◆ Supplied passage:
# different lines of crystal red shrimps?



## shalu (Oct 1, 2004)

While surfing the web, I have noticed that there seems to be two slightly different lines of crystal red shrimps.

One type of CR shrimps look like piecesgirls' picture, also similar to http://www.japan-net.ne.jp/next/red/red*e.html
This line of CRs have lot more red color than white color. The white area at the tip of the head is not very distinct either.

I got some CR shirmps on aquabid recently, and they seem to belong to another line of CR shrimps, here is a pic of mine:








You can see the white bands are much wider. The proportion of red/white area is almost the same. pic I found on the net: http://www.tonina.net

I heard there is a German bred line and a Japanese line. Any comments?


----------



## Piscesgirl (Feb 25, 2004)

I'm not quite sure that they are actually a different 'line' so much as simply color variation. Different shrimp will have different amounts of white/red. I have read that there are "grades" of Crystals, with the ones having more white being more in demand and more expensive to obtain. Now, if you mean they selectively breed shrimp with more white, I would say yes, my understanding is that many hobbyists selectively breed for more white. Again, per my understanding, there is always the chance of a throwback to the darker black varieties as Crystal Reds were selectively bred for the red coloration.


----------



## John P. (Nov 24, 2004)

Nice specimen there. Yes, that is the more desirable coloration in Asia/Pac.


----------



## chingin (Mar 21, 2005)

shalu said:


> While surfing the web, I have noticed that there seems to be two slightly different lines of crystal red shrimps.
> 
> One type of CR shrimps look like piecesgirls' picture, also similar to http://www.japan-net.ne.jp/next/red/red*e.html
> This line of CRs have lot more red color than white color. The white area at the tip of the head is not very distinct either.
> ...


There r 2 kinds of crs. One is called Japanese bred.Another is called 
German bred. German bred has a thin line on it's back.Japanese bred has wild white line on it's back.
The most difficult things to breed crs is to matain its white wild band. So the price is depend on its white line. the total white crs costs $500 in japan 








this is my crs. costs me nt 2000 (one can of coke in taiwan is nt20)

◆ Listing:
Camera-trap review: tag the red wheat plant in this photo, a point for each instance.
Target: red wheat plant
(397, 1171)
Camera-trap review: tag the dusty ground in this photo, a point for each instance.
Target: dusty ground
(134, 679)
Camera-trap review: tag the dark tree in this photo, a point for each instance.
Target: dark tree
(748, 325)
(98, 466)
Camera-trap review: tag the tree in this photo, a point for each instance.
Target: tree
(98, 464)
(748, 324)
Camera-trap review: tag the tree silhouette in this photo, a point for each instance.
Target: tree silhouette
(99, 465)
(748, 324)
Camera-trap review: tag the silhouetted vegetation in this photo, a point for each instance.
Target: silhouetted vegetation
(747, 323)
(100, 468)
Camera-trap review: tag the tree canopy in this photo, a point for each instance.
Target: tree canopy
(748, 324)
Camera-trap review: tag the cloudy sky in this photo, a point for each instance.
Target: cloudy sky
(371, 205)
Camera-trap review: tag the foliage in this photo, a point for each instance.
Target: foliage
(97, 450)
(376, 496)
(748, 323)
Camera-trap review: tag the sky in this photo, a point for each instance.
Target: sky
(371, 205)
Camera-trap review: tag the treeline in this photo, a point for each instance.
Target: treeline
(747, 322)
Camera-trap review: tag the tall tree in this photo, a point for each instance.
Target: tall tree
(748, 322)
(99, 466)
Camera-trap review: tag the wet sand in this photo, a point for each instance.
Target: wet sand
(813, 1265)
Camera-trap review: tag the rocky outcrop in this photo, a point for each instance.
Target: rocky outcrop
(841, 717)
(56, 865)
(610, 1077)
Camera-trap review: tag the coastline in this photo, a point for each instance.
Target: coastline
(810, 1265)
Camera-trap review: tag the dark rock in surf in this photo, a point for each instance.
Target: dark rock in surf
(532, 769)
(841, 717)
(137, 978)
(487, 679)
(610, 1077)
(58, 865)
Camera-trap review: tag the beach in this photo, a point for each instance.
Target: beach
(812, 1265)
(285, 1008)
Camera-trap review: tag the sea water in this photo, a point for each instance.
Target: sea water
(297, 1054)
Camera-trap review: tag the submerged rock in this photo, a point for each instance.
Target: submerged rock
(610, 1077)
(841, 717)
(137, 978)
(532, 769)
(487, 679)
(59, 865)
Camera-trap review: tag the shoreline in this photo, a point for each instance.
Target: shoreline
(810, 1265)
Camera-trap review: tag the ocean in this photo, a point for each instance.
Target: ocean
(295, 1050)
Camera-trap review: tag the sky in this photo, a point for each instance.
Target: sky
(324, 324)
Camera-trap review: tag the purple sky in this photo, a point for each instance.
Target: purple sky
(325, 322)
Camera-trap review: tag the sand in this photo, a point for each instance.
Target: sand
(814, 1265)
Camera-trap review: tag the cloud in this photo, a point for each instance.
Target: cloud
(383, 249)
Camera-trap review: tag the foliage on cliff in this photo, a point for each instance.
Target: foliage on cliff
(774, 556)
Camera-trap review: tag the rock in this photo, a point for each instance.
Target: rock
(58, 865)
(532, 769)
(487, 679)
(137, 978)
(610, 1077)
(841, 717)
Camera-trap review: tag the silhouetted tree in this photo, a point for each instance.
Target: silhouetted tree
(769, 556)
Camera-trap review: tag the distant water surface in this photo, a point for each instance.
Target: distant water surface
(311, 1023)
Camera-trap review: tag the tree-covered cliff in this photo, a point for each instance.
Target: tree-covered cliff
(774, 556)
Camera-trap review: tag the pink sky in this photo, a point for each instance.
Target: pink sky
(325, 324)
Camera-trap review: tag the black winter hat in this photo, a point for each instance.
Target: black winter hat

◆ Work to complete: In the crystal red shrimp thread, what mark on the back identifies the German bred kind?

◆ Right answer: A thin line on its back.